Wenn Sie zur DM extra aus den USA anreisen – verbringen Sie den Sommer dann auch in Boulder, oder bleiben Sie zunächst noch etwas in Leipzig? Wie sieht Ihr Fahrplan für die kommenden Wochen aus?

Robert Farken:
Das hängt ein bisschen von den Rennen ab. Aktuell bin ich in Leipzig und laufe am Donnerstag die Meile in Oslo und danach in Dessau. Dann starte ich Ende Juni bei der Team-EM in Madrid, und danach fliege ich nach Boulder zurück, bevor ich für die Deutschen Meisterschaften zurückkomme. Vielleicht komme ich noch in ein paar Diamond League Meetings rein – zum Beispiel London. Die WM-Vorbereitung findet dann aber in Boulder statt.

Wie sehr verfolgen Sie in den USA die aktuellen Ereignisse im deutschen Lauflager? Mit Ihrem deutschen Rekord und dem von Hindernisläufer Frederik Ruppert tut sich gerade einiges …

Robert Farken:
Ich verfolge das intensiv – die beiden Rekorde von Freddy und mir waren nur eine Frage der Zeit, das hatte sich in den letzten Jahren schon angedeutet. Das Rennen von Freddy habe ich live vor dem Fernseher in Boulder verfolgt. Ich bin total durchgedreht und hatte Gänsehaut. Ich war von der Leistung von Freddy absolut inspiriert. Das war international schon Wahnsinn. Wenn die Spitze vorlegt, zieht die Breite nach. Das sieht man auch in Europa, wo Jakob Ingebrigtsen seit Jahren deutlich unter 3:30 Minuten läuft und die europäische Breite extrem nachgezogen hat. Ich würde mir wünschen, dass die Entwicklung in Deutschland jetzt auch so weitergeht. In anderen europäischen Ländern ist es schon ähnlich, wenn man sich die Briten oder die Franzosen anguckt.

**Ziel der Übung**
Wo findet laut dem Interview mit Robert Farken seine WM-Vorbereitung statt?

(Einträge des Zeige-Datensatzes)
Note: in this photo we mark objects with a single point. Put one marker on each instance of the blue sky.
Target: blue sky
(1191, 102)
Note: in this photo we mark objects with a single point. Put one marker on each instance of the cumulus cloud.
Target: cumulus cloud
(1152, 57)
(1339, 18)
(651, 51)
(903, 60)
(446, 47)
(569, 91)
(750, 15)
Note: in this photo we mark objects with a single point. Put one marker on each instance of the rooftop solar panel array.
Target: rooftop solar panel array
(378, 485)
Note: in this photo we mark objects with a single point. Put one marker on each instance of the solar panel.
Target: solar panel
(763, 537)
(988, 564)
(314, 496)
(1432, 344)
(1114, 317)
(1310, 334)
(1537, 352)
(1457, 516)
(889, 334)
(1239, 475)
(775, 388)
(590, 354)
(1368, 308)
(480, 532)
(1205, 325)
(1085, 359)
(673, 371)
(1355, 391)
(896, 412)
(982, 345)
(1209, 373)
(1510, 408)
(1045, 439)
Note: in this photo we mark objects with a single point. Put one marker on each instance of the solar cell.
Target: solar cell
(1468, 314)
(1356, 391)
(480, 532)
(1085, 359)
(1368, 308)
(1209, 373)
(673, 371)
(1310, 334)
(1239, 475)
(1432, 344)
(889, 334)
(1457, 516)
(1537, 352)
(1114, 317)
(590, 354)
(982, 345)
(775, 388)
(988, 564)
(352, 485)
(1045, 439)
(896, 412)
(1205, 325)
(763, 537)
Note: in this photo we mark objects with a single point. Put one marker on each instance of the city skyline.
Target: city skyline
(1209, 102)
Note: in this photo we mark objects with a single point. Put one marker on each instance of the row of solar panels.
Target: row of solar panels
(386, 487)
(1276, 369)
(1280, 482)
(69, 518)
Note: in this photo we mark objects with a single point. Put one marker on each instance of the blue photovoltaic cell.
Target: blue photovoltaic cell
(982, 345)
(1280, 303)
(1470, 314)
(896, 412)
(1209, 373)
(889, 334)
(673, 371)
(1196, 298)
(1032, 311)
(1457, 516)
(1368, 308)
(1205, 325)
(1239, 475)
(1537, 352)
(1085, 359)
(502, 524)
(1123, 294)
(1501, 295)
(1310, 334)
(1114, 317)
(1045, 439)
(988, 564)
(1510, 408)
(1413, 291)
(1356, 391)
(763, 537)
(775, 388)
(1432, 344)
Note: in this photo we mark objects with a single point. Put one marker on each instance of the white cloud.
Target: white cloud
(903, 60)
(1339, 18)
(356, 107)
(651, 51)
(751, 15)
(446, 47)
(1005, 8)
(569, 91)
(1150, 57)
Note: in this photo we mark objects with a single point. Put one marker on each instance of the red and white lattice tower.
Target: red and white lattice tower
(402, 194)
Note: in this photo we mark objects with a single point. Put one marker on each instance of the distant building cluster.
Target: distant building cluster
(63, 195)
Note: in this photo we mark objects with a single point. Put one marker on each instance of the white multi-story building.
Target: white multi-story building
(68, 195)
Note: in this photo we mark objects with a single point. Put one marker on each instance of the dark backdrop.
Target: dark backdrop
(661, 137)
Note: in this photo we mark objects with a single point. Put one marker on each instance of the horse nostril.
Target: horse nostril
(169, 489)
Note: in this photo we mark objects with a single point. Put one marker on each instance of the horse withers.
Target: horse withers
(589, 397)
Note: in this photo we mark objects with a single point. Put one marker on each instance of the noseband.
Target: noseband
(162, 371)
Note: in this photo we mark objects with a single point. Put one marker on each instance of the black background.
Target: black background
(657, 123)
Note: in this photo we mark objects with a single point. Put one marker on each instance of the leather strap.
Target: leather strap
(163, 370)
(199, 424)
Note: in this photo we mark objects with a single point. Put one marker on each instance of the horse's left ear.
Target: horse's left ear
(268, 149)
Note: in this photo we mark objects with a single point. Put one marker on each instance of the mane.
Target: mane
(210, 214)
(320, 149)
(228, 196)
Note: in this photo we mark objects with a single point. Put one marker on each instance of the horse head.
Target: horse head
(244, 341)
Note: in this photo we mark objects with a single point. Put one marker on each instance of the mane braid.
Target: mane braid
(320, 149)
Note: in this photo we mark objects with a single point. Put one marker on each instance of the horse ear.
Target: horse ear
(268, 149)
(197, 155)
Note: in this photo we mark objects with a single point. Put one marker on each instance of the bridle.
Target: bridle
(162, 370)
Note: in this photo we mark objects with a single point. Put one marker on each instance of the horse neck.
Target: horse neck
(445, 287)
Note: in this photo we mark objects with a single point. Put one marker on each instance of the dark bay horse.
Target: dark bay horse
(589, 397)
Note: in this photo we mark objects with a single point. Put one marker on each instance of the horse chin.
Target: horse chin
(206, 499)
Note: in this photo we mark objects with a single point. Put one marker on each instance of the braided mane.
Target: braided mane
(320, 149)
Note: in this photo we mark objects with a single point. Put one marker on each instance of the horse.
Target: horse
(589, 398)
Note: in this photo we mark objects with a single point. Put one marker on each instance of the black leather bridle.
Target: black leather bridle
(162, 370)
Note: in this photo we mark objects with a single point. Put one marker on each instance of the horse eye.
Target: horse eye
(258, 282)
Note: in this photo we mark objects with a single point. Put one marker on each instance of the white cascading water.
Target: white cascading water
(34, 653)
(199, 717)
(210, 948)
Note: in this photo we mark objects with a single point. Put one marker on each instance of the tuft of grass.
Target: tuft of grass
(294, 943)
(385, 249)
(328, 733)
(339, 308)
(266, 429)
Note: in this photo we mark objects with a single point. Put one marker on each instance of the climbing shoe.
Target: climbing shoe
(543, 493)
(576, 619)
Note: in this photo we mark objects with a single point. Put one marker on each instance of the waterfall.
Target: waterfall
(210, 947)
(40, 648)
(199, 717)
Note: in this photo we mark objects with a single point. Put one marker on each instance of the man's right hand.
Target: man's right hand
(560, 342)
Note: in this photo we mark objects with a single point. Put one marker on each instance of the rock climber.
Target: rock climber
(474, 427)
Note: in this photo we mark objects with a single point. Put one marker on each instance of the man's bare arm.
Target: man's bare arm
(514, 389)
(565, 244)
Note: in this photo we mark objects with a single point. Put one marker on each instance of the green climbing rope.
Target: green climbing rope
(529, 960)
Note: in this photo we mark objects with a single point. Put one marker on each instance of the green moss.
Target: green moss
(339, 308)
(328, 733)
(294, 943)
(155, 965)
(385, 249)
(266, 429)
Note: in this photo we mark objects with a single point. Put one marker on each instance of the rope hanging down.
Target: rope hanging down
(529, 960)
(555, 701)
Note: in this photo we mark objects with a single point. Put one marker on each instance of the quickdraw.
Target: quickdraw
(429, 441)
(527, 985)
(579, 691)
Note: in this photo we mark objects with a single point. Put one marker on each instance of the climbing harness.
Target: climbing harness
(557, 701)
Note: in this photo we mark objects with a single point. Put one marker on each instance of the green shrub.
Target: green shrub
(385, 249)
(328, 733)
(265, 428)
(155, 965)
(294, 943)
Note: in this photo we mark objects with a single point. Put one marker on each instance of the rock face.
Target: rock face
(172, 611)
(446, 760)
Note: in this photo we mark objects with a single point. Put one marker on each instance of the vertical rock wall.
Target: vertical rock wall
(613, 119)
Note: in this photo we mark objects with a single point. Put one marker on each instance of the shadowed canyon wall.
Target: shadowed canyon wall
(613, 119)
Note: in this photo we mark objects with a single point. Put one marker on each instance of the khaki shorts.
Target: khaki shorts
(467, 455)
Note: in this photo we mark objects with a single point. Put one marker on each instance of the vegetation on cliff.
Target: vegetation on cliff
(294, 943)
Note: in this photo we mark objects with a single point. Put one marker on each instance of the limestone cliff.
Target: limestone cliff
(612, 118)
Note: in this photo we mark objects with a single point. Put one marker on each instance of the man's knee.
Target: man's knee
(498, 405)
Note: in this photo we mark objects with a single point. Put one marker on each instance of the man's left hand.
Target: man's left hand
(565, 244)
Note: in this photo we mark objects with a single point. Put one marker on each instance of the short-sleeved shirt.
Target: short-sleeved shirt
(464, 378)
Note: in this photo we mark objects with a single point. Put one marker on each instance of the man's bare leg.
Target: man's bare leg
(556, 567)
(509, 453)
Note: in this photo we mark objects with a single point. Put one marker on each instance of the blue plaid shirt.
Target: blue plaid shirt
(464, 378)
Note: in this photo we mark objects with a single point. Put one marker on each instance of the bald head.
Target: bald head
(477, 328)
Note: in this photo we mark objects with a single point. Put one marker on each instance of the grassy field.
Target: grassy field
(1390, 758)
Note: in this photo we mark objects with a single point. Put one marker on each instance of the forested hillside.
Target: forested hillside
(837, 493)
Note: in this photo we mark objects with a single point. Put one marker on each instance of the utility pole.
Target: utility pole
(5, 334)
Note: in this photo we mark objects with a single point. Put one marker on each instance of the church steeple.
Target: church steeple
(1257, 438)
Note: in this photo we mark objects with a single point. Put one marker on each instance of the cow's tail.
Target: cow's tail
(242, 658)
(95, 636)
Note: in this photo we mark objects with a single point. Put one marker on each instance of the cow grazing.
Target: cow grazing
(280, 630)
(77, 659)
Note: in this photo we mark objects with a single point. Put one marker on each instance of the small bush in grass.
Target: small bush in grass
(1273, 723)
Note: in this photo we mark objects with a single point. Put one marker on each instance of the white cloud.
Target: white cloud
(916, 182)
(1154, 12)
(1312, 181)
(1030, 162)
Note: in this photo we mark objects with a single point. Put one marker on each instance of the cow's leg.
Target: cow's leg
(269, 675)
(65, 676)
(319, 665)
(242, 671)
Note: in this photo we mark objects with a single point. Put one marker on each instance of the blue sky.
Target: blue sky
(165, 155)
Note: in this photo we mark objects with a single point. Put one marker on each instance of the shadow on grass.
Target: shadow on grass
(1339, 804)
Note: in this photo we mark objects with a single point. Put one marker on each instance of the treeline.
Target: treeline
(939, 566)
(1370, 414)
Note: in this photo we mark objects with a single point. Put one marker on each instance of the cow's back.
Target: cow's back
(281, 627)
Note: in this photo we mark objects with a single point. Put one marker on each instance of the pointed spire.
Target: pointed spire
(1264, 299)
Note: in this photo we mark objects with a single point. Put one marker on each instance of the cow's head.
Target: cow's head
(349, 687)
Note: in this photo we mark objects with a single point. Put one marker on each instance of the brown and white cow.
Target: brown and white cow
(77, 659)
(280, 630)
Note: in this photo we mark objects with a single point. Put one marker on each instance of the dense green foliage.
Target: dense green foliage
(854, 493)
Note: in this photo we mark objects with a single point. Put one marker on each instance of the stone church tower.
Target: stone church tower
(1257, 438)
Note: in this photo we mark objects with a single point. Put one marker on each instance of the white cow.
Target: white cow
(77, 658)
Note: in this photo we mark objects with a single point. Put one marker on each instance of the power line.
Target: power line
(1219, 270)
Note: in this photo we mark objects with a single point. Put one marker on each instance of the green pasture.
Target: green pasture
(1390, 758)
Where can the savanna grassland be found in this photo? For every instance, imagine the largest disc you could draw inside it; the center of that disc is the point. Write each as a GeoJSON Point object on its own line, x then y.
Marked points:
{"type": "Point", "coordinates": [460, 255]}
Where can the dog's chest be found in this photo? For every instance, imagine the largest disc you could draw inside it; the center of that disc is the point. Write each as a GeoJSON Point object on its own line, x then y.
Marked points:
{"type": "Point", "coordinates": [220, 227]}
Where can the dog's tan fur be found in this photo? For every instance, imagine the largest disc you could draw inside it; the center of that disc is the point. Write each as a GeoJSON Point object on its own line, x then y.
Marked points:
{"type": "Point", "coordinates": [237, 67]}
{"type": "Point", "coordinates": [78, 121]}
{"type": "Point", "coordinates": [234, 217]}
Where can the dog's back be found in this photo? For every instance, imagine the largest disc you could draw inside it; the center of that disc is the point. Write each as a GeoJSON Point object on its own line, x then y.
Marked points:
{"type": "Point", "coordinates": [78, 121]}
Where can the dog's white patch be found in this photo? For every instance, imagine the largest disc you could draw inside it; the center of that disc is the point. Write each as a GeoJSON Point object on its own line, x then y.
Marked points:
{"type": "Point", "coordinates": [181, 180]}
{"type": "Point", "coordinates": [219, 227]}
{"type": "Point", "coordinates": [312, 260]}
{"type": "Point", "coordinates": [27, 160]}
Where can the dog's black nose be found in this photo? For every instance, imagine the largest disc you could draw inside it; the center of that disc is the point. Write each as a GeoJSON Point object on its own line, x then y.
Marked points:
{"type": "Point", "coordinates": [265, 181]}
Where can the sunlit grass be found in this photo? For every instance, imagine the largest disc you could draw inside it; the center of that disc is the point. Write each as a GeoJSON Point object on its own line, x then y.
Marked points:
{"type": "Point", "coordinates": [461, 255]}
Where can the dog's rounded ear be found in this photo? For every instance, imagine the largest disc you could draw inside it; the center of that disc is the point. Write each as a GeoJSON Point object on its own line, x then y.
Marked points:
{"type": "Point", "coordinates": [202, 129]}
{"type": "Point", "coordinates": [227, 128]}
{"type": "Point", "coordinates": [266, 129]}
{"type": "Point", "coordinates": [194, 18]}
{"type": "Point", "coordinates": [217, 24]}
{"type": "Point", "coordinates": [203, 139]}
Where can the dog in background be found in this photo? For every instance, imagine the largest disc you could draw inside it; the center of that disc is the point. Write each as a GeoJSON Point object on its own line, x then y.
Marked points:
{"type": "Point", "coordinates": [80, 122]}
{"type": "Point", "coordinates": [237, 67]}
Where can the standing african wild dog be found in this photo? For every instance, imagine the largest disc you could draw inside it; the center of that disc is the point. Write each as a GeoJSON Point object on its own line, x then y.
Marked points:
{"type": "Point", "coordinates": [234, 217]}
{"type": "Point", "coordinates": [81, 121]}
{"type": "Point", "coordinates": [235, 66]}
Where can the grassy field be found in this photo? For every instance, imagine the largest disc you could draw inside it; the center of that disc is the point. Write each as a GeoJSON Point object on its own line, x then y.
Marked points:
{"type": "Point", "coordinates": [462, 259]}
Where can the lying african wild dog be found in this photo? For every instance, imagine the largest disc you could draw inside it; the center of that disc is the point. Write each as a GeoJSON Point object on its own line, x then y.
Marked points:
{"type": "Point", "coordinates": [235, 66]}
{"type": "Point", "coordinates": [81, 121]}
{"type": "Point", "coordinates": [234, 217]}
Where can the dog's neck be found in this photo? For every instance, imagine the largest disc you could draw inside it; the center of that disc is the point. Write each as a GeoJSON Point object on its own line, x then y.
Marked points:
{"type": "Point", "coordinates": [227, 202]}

**Gelöste Aufgabe**
In Boulder.